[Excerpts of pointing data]
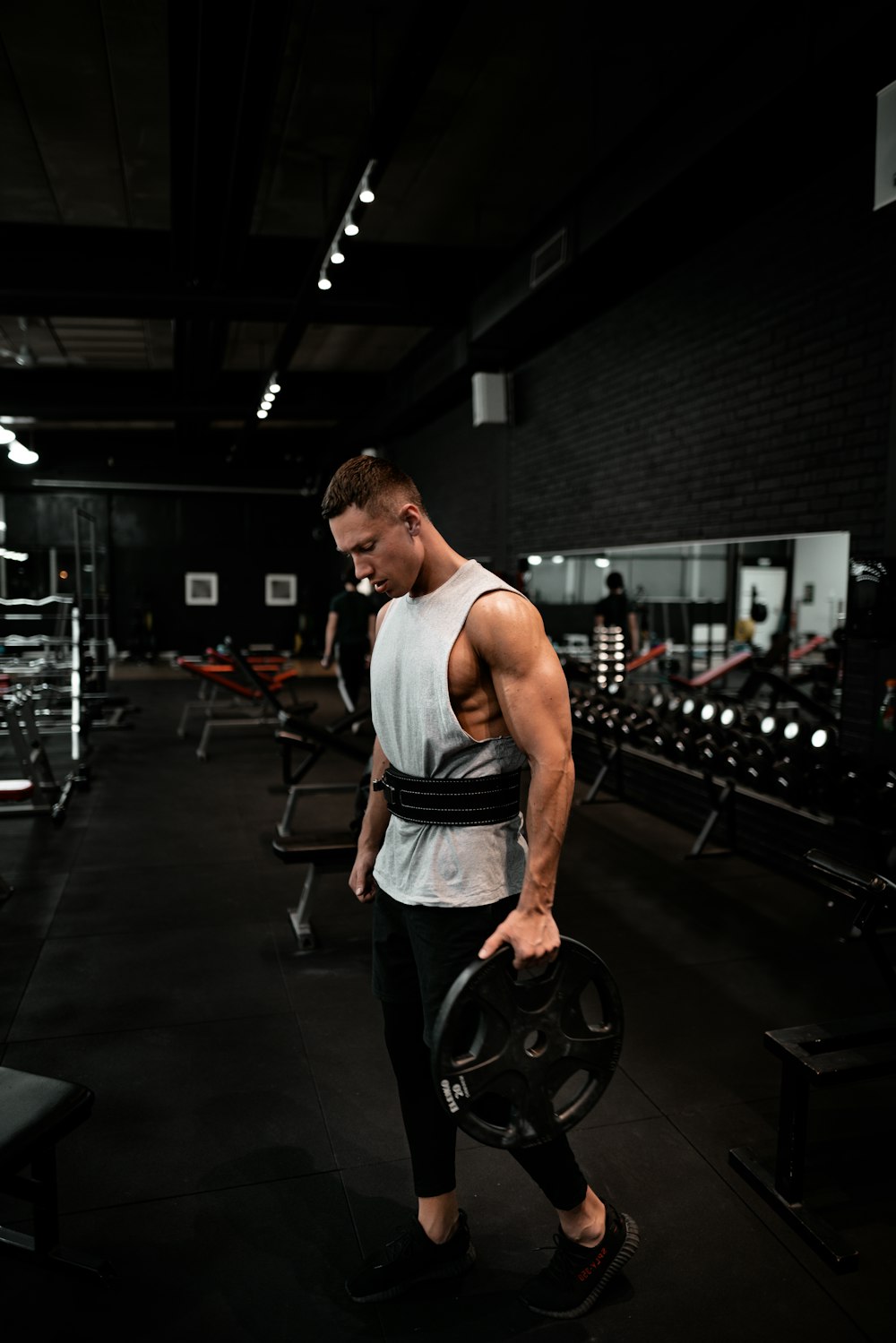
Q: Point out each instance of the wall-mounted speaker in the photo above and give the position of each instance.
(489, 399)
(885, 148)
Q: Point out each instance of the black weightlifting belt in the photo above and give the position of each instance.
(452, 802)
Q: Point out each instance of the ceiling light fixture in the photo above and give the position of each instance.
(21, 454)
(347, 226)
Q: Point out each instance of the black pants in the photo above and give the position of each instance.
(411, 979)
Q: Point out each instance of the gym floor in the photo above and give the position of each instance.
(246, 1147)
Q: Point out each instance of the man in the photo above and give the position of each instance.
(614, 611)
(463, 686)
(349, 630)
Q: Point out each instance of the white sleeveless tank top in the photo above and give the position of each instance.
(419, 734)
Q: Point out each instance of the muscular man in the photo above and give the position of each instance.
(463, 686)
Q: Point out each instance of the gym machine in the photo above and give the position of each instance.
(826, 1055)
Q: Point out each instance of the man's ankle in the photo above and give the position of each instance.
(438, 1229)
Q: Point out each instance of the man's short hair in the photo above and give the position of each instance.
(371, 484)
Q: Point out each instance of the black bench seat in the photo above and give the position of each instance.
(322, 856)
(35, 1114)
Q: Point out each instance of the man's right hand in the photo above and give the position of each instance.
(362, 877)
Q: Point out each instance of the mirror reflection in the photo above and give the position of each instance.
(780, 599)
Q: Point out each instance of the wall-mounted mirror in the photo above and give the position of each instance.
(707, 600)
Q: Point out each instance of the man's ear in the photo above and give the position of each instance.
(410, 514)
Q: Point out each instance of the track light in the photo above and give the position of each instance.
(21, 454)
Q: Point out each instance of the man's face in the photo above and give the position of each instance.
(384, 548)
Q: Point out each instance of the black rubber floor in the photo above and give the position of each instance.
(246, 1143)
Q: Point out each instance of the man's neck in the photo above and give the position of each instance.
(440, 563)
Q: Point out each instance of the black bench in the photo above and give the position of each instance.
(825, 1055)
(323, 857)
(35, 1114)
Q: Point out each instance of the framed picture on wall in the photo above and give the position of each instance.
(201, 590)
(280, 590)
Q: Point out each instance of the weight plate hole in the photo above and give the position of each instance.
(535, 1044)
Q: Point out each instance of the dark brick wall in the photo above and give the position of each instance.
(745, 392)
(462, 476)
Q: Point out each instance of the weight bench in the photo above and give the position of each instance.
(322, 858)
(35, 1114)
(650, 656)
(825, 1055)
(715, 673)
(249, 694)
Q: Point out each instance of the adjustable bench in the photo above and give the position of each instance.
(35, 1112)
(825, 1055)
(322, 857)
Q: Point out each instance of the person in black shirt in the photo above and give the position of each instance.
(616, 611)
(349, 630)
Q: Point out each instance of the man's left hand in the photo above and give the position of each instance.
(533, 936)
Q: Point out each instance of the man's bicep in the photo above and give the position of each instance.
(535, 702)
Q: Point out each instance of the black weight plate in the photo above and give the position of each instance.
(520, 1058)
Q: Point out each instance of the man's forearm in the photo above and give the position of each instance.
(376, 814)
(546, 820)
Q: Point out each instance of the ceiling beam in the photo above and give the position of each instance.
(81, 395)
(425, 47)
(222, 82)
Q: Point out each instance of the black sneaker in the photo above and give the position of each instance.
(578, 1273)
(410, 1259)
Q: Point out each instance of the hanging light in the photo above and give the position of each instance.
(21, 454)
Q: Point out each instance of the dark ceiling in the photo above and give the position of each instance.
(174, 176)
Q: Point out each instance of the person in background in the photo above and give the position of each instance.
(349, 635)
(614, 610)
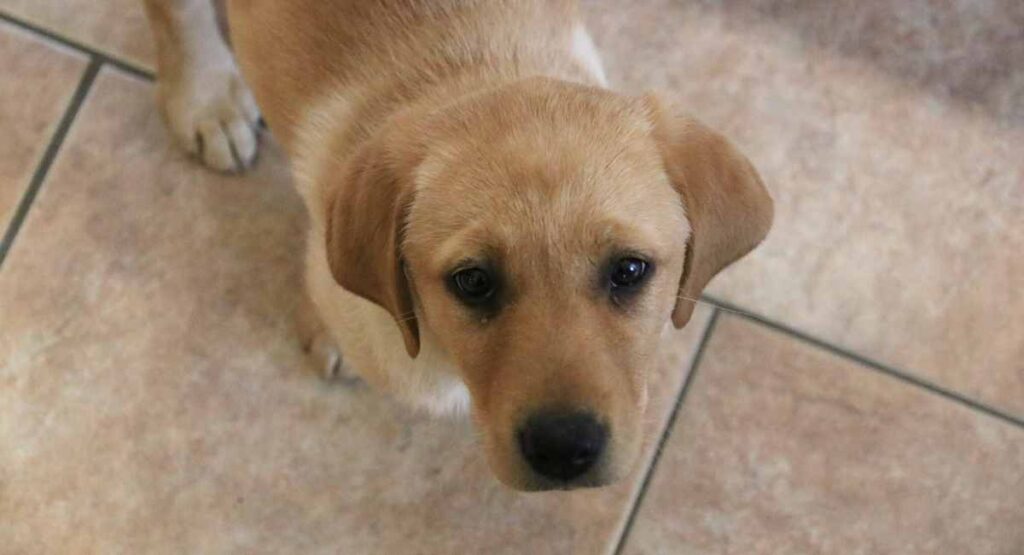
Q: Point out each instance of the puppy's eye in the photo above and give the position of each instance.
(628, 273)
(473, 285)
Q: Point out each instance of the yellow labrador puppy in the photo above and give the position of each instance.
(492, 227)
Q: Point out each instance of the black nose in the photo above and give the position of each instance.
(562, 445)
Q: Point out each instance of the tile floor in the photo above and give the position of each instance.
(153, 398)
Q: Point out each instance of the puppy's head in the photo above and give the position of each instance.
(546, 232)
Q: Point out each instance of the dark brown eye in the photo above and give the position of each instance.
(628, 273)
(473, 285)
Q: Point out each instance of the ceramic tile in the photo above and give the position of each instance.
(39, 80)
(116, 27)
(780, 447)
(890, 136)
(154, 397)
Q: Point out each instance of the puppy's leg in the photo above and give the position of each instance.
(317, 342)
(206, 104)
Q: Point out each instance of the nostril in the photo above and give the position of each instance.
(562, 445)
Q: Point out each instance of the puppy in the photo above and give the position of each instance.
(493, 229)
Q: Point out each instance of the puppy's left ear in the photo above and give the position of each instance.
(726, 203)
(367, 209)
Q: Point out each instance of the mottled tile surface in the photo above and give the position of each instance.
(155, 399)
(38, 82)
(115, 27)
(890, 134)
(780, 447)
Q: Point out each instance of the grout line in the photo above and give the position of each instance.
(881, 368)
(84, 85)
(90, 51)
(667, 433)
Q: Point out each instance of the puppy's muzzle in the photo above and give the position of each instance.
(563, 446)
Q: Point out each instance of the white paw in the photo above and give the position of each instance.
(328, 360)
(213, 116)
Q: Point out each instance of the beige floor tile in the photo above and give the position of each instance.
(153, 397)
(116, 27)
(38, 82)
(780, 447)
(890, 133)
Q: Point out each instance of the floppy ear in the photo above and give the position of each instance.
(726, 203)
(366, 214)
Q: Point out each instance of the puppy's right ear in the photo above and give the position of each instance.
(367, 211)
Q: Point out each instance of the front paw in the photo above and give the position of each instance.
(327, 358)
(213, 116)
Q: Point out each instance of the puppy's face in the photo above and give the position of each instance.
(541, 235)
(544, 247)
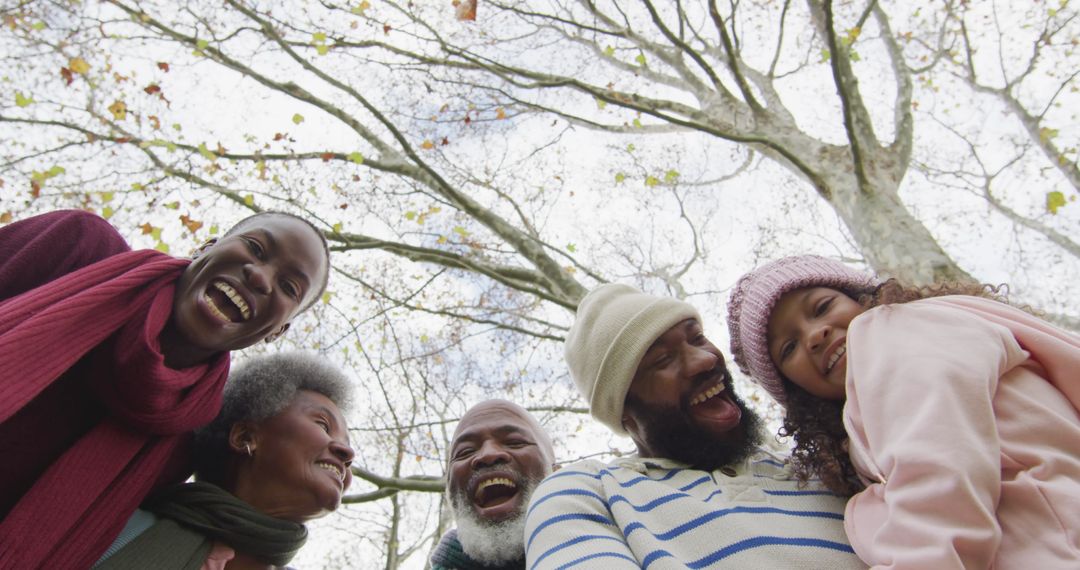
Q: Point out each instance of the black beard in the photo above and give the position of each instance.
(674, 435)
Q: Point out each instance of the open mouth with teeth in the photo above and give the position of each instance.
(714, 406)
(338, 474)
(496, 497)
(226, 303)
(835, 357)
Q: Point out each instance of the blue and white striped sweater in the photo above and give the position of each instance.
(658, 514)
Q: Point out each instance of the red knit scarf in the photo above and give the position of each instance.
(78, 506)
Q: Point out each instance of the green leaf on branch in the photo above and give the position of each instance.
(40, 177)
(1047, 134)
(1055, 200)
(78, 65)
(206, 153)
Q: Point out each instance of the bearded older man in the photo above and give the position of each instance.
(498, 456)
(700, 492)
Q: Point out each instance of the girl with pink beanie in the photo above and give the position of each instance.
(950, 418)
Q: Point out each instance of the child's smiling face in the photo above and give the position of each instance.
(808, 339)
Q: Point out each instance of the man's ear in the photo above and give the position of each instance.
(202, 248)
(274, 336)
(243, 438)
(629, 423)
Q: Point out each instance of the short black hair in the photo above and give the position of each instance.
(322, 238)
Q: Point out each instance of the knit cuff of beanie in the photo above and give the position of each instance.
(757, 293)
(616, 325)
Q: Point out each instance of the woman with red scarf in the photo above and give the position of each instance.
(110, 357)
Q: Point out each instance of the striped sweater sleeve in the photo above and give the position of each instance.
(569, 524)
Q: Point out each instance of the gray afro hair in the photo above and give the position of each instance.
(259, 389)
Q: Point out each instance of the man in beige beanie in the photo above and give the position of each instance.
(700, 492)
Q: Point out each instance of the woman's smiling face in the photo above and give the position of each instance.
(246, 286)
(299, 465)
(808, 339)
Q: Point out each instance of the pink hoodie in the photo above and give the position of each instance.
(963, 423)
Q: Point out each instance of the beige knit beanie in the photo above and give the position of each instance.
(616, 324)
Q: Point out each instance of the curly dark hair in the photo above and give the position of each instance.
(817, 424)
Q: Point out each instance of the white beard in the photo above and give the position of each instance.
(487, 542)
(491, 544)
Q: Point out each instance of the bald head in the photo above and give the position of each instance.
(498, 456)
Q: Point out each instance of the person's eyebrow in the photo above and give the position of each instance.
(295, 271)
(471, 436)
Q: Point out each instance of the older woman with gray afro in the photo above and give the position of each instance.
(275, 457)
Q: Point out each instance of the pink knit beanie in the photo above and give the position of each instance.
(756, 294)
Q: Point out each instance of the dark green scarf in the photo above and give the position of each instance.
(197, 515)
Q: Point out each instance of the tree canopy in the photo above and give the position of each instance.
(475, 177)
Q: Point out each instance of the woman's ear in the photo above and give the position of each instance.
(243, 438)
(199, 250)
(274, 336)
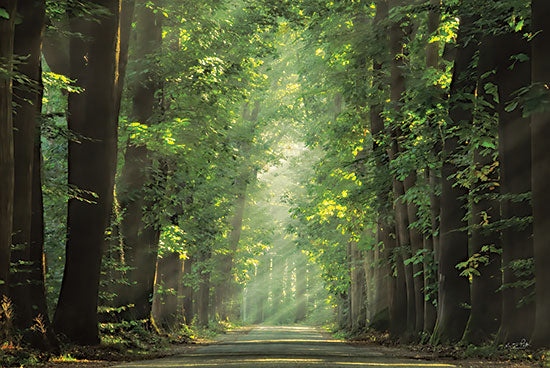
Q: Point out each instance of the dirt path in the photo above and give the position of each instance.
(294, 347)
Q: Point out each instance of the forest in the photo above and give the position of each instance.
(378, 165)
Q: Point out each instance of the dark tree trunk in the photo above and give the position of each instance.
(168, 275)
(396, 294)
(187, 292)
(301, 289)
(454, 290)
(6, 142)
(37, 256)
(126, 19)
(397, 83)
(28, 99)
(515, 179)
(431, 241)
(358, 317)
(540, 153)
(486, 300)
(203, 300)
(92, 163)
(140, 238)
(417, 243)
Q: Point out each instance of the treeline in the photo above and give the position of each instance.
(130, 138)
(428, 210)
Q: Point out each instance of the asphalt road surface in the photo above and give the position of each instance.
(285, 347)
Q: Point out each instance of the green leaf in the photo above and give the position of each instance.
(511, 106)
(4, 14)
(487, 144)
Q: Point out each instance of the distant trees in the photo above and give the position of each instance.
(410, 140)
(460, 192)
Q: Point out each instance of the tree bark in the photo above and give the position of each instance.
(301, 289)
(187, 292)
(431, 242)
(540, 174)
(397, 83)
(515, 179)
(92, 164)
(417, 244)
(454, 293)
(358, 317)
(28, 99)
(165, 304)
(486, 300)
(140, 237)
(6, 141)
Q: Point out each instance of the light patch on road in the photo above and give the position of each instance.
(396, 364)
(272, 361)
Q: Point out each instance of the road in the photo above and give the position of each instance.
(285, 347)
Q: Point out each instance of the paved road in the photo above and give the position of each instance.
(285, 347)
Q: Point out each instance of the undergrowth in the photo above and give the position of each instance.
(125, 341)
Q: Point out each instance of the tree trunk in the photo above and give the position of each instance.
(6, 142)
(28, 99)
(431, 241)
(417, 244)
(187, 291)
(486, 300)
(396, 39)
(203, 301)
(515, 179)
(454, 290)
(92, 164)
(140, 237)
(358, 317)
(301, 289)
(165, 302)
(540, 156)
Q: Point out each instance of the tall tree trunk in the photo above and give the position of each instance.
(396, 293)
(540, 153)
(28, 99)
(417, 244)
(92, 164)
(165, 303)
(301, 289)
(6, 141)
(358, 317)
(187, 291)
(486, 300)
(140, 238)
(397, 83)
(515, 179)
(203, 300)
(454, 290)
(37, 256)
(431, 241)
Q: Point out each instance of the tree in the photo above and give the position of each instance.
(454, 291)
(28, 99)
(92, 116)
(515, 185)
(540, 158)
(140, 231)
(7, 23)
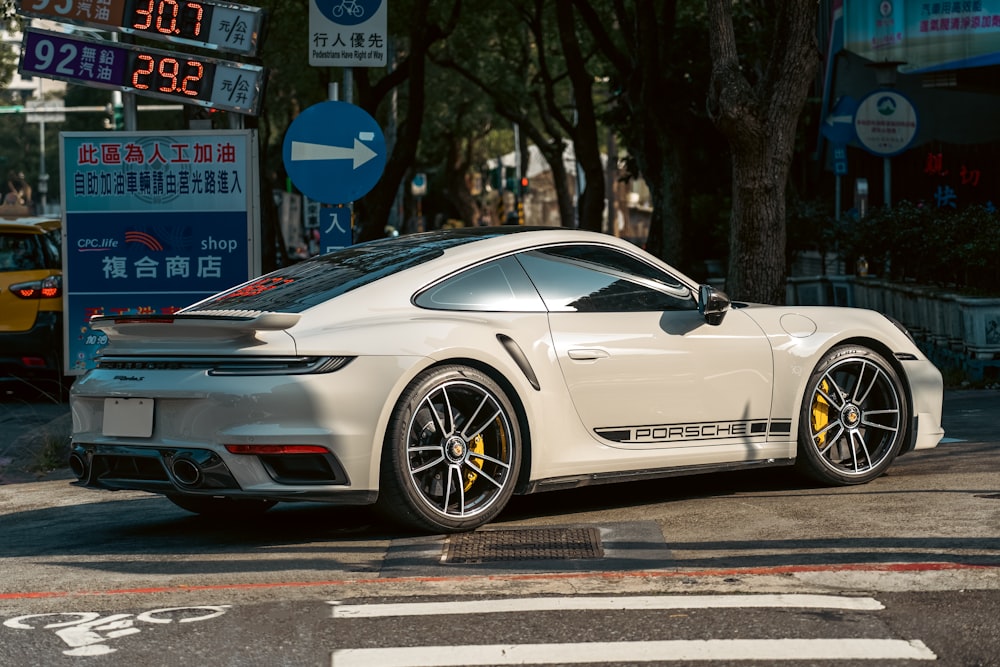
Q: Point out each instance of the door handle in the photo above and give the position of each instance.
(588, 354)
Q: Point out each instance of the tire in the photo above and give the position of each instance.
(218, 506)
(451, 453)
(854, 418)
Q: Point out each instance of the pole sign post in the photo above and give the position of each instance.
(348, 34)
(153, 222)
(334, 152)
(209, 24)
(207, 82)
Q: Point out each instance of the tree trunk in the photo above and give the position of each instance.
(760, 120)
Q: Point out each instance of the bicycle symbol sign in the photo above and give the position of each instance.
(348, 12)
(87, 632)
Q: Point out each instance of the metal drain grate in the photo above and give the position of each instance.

What is required »
Reproduce the records verbatim, beginning at the line that contains "Q: Point out each instance of the bicycle" and continuing through the final line of the records.

Answer below »
Q: Point out each instance of the bicycle symbol sign in the photo above and give the position of each instance.
(348, 12)
(87, 632)
Q: Point out each instance of the metal drain grate in the photo above and give the position of each instance.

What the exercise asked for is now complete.